Assignment:
Scan each line of the records for the word "missed" and extract the ones that have it.

Data shown:
———
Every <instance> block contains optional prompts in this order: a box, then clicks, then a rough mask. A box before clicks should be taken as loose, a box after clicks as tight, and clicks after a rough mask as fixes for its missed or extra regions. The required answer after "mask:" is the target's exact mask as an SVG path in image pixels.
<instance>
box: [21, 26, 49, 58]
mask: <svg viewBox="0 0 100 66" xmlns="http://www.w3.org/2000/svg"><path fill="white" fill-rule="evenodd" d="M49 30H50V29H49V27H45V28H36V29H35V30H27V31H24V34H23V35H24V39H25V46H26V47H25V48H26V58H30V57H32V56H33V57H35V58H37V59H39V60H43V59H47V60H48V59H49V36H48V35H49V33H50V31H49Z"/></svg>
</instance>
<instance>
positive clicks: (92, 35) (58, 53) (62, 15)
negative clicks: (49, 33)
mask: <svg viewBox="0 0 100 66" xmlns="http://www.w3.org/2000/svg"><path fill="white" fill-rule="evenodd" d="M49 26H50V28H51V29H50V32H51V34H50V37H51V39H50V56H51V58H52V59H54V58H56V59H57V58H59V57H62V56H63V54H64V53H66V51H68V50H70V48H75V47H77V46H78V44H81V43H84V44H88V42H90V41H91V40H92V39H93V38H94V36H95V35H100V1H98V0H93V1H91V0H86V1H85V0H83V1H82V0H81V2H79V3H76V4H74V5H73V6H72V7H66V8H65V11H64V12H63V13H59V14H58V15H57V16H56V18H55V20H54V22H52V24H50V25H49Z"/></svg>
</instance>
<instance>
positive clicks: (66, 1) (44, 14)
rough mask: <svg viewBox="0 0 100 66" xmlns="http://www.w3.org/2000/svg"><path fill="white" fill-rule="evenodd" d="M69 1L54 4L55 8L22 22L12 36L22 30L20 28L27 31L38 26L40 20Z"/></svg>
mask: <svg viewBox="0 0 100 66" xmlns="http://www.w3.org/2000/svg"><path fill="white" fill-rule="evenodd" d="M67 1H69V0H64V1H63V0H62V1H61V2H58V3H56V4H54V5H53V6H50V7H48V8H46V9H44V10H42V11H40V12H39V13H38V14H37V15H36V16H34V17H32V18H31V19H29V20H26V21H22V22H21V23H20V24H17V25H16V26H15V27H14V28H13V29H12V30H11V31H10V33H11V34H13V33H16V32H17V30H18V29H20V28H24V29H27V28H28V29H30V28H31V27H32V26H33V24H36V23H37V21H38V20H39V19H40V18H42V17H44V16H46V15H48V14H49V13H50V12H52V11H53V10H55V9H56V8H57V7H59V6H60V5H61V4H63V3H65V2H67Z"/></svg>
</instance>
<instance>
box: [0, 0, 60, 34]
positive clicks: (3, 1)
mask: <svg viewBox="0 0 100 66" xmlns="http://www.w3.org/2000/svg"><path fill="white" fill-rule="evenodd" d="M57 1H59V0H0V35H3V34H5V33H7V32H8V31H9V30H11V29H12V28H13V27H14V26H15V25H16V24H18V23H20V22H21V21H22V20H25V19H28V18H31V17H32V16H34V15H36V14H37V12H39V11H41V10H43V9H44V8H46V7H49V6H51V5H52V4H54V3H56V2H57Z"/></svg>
———
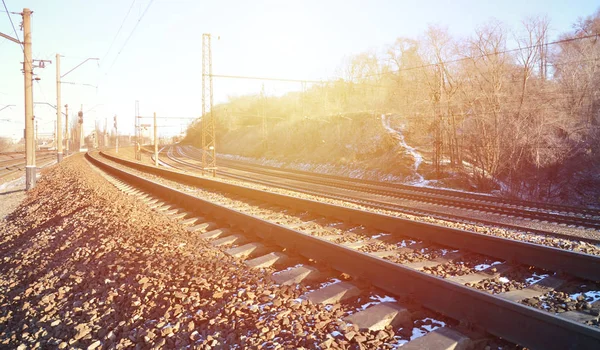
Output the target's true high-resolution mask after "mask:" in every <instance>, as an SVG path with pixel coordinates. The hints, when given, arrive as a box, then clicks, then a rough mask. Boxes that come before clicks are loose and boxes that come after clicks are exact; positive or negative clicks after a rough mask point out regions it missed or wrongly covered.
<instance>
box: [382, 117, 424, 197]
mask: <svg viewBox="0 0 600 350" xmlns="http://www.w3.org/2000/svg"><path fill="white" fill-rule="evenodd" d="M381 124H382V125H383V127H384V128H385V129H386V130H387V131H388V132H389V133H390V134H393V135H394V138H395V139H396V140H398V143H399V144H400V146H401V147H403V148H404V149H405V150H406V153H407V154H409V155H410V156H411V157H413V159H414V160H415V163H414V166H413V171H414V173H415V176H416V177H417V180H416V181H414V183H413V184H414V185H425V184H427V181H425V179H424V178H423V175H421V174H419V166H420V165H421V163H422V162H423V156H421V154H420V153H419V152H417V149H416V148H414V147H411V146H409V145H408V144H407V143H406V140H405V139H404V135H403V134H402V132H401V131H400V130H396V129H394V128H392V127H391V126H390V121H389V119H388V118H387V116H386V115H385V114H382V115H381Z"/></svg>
———
Response to this task:
Every <instance> block contains optional prompts in this order: a box, then clicks, then a rough mask. A box before clicks should be taken as loose, a box after clicks as tight, and clicks after a rough mask as fixes for its missed or extra regions. The required answer after "mask:" is the target's exact mask as an SVG path in image pixels.
Output the target's true high-resolution mask after "mask:" in every <instance>, as an SVG path with pixel coordinates. The hints, when given, arrive as a box, then clicks, then a rough mask. Boxes that come before clicks are loose and boxes that come after clicks are exact; positive or negative clicks after a rough mask point out regions it missed or wrongly covered.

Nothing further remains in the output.